Фрагмент документа:
● ● ● ● ● ● ●
Недавно меня отправили на другую позицию, где вечером я менял на посту своего выпившего товарища «Сайку». Тот во время смены разговаривал с кем-то по телефону, не удостоив меня ни взглядом, ни кивком головы, ничего мне не передав и не сообщив. «Сайка» после моего прихода просто ушёл с поста, продолжая свой телефонный разговор.

Вскоре ночной мрак сгустился полностью. В ушах посвистывал ветер, на задёрнутом плотными облаками небе не было ни звёзд, ни Луны. Подняв воротник бушлата, одев двойные зимние перчатки и пристроив автомат на уровне пояса, вглядываюсь в ночную темень. Пока не видно ничего особенного, лишь где-то вдали мерцают огоньки Светлодарска с расположенным на его окраине источником тепла и света, -действующей электростанцией. Изредка в той же дали видны отсветы фар каких-то автомобилей движущихся по проходящей где-то там дороге. Здесь у меня под рукой стоит крупнокалиберный пулемёт «Утёс», способный достать эти огоньки, но разве будешь по ним стрелять? На дороге могут оказаться автомобили простых мирных жителей, да скорее всего это они есть. Ближе к 19-00 огоньки заметно зачастили, а после вдруг прекратились совсем. Видимо, это было связано с комендантским часом, до наступления которого жители спешили домой. Теперь всё затихло, и я начинаю делать специальные упражнения для глаз, сохраняющие остроту зрения.

Вдруг в стороне противника, метрах в трёхстах от меня, сверкает небольшая белая вспышка и чуть погодя доносится звук разрыва гранаты. То ли сработала растяжка, то ли разорвалась выпущенная из гранатомёта воспламенительно-осколочная граната, то ли что-то ещё. Что именно? Пока неясно…

Вскидываю автомат, снимаю оружие с предохранителя, напряжённо наблюдаю, посматривая не только туда где только что была вспышка взрыва, но и по сторонам от неё. Вдруг где-то на идущей со стороны противника дороге, сквозь заросли кустарника на краткое мгновение мелькнул лучик фонарика, причём на этот раз уже намного ближе, чем была первая вспышка. Лучик лишь мелькнул и тут же погас… кто-то идёт на нашу позицию с вражеской стороны!
● ● ● ● ● ● ●
Зафиксированные данные:
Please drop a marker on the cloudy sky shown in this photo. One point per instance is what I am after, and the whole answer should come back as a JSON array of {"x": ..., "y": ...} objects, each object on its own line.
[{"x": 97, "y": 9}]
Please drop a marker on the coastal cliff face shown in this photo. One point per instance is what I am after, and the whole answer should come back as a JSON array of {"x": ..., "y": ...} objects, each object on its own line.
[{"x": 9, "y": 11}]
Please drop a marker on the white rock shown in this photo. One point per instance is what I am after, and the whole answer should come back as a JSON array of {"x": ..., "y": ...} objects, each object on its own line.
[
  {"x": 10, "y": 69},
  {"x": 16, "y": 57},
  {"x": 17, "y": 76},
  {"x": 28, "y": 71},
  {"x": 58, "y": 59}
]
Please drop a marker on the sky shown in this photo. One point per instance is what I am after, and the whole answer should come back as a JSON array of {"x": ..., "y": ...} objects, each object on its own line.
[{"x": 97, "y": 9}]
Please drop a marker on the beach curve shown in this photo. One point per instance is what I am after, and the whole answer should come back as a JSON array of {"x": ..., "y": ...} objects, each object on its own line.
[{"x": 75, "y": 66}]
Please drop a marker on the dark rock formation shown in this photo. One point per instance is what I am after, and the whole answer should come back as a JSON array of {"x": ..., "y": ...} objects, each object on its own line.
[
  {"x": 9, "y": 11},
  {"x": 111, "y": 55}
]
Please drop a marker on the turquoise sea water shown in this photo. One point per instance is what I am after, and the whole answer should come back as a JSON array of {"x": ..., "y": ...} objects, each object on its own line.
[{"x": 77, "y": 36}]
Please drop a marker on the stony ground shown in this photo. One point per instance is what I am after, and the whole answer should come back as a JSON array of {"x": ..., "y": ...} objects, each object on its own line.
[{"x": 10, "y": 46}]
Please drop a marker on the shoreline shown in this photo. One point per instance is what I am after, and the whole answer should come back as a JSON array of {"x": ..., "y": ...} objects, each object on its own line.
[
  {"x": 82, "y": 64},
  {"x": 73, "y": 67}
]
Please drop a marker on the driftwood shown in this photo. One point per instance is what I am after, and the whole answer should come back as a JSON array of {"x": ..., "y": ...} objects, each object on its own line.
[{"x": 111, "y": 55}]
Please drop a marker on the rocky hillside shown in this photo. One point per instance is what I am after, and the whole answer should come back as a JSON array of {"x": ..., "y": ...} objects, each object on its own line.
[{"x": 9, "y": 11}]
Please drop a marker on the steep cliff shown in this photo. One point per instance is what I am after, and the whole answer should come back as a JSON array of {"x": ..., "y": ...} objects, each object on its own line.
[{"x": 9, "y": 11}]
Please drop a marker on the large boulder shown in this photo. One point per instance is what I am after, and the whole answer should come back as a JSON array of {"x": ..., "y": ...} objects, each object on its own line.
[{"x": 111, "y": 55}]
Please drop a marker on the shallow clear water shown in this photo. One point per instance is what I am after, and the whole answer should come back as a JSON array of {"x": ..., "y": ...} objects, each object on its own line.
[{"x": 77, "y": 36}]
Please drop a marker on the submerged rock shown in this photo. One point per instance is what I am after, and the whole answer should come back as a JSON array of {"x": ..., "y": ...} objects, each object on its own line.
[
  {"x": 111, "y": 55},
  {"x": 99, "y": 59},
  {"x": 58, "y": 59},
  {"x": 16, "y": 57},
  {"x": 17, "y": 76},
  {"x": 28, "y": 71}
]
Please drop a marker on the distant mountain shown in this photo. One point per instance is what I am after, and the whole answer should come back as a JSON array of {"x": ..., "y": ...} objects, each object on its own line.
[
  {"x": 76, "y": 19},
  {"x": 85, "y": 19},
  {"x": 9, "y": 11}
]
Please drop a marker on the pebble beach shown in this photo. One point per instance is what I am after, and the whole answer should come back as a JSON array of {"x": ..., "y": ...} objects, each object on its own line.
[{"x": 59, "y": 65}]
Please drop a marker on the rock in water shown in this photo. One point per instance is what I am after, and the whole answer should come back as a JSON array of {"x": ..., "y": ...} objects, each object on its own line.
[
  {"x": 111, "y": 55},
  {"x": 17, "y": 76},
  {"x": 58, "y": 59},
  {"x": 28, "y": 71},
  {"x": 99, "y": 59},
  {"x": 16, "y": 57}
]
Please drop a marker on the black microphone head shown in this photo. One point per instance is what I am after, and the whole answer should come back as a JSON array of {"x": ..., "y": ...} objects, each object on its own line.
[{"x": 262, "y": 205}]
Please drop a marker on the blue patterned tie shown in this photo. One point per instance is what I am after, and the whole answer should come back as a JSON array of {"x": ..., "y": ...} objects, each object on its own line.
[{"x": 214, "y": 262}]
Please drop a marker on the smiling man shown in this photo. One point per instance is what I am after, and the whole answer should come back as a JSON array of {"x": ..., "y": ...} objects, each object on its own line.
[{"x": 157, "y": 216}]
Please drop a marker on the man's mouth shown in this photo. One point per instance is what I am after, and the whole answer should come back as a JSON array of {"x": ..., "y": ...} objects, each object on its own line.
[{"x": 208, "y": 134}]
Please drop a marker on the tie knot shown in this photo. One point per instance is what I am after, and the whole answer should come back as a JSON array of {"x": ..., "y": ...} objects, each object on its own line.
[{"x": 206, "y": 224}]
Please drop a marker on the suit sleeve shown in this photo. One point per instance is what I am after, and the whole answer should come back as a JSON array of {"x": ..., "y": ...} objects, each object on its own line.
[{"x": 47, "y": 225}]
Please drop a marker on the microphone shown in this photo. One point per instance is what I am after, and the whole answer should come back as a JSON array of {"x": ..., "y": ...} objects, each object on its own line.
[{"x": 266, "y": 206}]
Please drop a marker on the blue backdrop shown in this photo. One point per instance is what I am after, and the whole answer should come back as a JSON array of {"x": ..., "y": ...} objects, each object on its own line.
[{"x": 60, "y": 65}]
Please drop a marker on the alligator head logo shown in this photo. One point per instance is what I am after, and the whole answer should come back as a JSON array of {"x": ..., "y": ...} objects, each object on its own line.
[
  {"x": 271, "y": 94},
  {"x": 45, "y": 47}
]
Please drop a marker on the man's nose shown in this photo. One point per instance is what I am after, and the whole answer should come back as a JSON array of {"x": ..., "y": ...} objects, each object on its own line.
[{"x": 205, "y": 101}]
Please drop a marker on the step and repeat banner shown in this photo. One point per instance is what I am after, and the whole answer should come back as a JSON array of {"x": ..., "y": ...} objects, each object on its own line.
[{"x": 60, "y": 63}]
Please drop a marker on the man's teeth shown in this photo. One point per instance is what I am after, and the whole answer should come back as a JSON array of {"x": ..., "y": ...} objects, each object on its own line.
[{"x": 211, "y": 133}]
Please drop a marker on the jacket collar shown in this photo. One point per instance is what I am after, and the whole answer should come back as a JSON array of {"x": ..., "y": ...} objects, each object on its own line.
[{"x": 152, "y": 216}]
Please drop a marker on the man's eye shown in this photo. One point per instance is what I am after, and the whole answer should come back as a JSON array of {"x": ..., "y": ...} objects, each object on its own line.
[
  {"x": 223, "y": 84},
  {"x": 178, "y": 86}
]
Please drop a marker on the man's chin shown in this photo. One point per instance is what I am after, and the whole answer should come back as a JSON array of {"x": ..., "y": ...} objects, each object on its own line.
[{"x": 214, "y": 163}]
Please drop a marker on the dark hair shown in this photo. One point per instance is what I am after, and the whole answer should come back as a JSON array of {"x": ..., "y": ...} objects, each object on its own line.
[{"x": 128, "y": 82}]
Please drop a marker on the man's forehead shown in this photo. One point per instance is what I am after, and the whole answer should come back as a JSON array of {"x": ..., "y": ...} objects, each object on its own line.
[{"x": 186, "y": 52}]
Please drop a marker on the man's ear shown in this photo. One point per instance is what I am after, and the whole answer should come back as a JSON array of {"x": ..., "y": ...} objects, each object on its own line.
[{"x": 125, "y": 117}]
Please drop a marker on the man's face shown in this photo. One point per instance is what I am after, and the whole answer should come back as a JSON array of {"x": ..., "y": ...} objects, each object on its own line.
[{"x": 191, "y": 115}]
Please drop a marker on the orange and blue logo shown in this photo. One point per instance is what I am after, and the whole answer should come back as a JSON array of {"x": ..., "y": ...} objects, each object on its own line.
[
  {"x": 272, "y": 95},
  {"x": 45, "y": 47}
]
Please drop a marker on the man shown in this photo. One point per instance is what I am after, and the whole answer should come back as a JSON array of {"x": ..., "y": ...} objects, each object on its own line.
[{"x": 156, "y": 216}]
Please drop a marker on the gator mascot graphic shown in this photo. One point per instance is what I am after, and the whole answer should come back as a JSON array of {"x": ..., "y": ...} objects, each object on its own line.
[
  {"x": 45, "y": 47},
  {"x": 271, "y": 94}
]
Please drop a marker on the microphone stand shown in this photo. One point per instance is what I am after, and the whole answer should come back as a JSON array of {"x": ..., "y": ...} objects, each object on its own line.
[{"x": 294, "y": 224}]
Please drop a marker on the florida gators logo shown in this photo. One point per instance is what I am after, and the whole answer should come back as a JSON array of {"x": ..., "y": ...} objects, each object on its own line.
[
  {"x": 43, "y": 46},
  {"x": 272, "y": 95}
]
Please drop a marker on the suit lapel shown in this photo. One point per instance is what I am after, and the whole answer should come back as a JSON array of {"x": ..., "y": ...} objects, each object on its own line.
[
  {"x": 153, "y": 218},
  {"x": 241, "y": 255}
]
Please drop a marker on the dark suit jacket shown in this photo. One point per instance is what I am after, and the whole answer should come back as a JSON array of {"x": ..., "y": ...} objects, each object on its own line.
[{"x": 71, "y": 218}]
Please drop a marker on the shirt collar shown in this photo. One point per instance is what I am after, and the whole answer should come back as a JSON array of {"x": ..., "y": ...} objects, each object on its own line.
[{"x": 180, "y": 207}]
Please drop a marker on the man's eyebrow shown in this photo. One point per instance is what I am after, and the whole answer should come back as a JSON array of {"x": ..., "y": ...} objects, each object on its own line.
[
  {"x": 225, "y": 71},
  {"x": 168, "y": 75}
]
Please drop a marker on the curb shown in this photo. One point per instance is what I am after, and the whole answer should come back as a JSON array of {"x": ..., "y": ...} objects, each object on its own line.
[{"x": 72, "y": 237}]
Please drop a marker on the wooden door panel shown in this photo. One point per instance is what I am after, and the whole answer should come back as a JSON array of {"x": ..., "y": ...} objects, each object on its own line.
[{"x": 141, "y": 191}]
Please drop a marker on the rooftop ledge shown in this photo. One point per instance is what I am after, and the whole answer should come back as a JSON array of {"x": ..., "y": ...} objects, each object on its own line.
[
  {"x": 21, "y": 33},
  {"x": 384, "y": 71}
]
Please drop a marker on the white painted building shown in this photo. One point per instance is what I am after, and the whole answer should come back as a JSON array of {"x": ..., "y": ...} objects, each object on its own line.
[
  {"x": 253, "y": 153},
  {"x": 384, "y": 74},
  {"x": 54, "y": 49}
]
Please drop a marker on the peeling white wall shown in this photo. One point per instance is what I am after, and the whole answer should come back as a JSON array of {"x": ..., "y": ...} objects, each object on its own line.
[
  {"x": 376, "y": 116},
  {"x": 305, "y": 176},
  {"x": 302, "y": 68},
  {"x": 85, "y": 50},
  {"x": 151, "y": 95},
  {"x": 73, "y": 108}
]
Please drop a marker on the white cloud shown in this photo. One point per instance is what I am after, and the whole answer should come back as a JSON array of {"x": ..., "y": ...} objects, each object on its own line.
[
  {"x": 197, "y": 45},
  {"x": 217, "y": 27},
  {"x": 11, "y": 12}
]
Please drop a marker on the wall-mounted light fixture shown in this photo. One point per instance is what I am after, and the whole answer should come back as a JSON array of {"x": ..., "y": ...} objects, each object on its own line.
● ● ● ● ● ● ●
Рабочее задание 1:
Напечатайте из отрывка о ночном дежурстве на посту текст, начиная со слов «Недавно меня отправили» и продолжая до слов «свой телефонный разговор.» включительно.
Рабочее задание 2:
Какой пулемёт, согласно отрывку о ночном дежурстве на посту, стоит под рукой у рассказчика?

Ваш ответ 1:
Недавно меня отправили на другую позицию, где вечером я менял на посту своего выпившего товарища «Сайку». Тот во время смены разговаривал с кем-то по телефону, не удостоив меня ни взглядом, ни кивком головы, ничего мне не передав и не сообщив. «Сайка» после моего прихода просто ушёл с поста, продолжая свой телефонный разговор.

Ваш ответ 2:
Крупнокалиберный пулемёт «Утёс».